Things to do:
A - Answer these questions about the forum posts on seasonal eating, marking each answer as its question is marked:
(i) What did the writer forget to take to the hairdressers?
(ii) Which of the writer's own vegetables go into the summer burritos?
(iii) How many years of Primary are left before the youngest is Secondary bound?
B - Copy the forum posts on seasonal eating word for word, starting with "I don't think" and going on through "fruit and veg.".
C - Carry on the forum posts on seasonal eating from the point where they stop.

Excerpted text:
-- Begin --

I don't think it's just seasonal eating that's gone though. At the hairdressers last week I forgot to take my book so was driven to browsing lots of magazines and was quite stunned by their "recipe" pages. Tons of recipes for enchiladas, burritos,pulled meats with barbecue sauces, ALL using ingredients that have to be imported NOT ONE showing young housekeeepers how to make tasty dishes using our own seasonal fruit and veg.
Now I often make burritos in the summer, using our own courgettes, peppers, garlic and onions and I freeze tomatoes etc to use throughout the year but these recipes seem equally expressly designed to make people go out to shop just for ingredients which have to be imported and surely that's not a good thing in the long term? I know that society has changed almost recognition in my lifetime but our basic human needs remain the same, warmth, shelter and food. So why are people being deliberately encouraged by the media (it seems to me) to adopt lifestyles which are ultimately unsustainable?0 -
Fantastic! I'll look into it GQ. We've got 2 years of Primary left then youngest will be Secondary bound and I forsee a solution. Eldest will no doubt have a thermos come next September. By 'eck a solution to a problem before it's even a problem. Only on preppers
I do already know this but only recently. One of my elderly chaps I cared for when I was a domicilary carer let me in on the how to as I had no idea and spoilt his teatime coffee as a consequence.

-- End --

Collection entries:
-- Begin --

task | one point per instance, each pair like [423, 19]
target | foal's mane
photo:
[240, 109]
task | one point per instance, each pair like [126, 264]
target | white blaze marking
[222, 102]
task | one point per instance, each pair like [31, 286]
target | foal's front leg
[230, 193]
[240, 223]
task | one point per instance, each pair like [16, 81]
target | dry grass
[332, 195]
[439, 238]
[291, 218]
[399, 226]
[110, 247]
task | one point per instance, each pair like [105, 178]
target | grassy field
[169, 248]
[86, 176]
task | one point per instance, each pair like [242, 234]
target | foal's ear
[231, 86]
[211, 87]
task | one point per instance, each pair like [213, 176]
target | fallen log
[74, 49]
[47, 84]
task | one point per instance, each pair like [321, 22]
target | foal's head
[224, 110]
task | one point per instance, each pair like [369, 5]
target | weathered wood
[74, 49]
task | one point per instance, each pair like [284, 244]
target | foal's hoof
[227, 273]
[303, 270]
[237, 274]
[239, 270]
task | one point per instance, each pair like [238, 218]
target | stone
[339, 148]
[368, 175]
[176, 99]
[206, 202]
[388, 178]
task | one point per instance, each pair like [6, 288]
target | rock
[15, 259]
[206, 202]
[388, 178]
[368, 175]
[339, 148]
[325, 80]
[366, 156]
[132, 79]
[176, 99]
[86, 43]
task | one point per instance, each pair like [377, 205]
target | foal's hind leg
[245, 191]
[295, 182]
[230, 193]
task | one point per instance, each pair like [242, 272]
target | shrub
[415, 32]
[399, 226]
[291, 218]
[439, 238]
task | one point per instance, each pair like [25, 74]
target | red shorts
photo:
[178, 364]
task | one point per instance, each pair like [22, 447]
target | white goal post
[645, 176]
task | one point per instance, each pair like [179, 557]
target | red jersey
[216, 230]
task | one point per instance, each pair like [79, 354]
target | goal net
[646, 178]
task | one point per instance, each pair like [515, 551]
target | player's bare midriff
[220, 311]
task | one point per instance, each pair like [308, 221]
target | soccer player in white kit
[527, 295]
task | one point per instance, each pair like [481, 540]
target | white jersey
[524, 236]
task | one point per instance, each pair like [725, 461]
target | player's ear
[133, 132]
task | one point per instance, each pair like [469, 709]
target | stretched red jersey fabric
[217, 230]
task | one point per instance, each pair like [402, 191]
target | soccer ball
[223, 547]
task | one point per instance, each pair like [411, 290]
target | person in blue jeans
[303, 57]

-- End --

Responses by task:
A -
(i) A book.
(ii) Courgettes, peppers, garlic and onions.
(iii) Two years.

B -
I don't think it's just seasonal eating that's gone though. At the hairdressers last week I forgot to take my book so was driven to browsing lots of magazines and was quite stunned by their "recipe" pages. Tons of recipes for enchiladas, burritos,pulled meats with barbecue sauces, ALL using ingredients that have to be imported NOT ONE showing young housekeeepers how to make tasty dishes using our own seasonal fruit and veg.

C -
Am I right in thinking that quite a lot of our farmers support the EU exit? If so, what seems to be their reasoning?
I come from a large extended farming family, some of whom support leaving the EU though most voted to remain. All of them run small-to-medium sized family farms and most have had to diversify to some extent either away from just food production (using the land to provide leisure/sporting activities) or into niche, high-value speciality food sectors in order to keep their businesses afloat and a roof over their heads. As with the general population I think their decisions on the EU vote were influenced by many factors, some of which were not at all related to farming.
One thing they all agree on, though, is the need to retain freedom of movement for migrant agricultural workers. The farming industry as a whole has repeatedly demanded that the government exempt this category of workers from any future restrictions.
The workers I know of through family and other connections are mostly from eastern Europe and are highly skilled and highly motivated, and everything I hear from the farming community says that this is typically the case. A friend of the family was interviewed on Radio 4 and talked about the near-impossibility of recruiting local people to do this type of work - the way he put it is that people want 9-5 jobs Monday to Friday in pleasant air-conditioned offices, all year round, on guaranteed good salaries that can support mortgages or high rents, and so seasonal agricultural work is of no interest to them. Farmers all over the country say the same thing.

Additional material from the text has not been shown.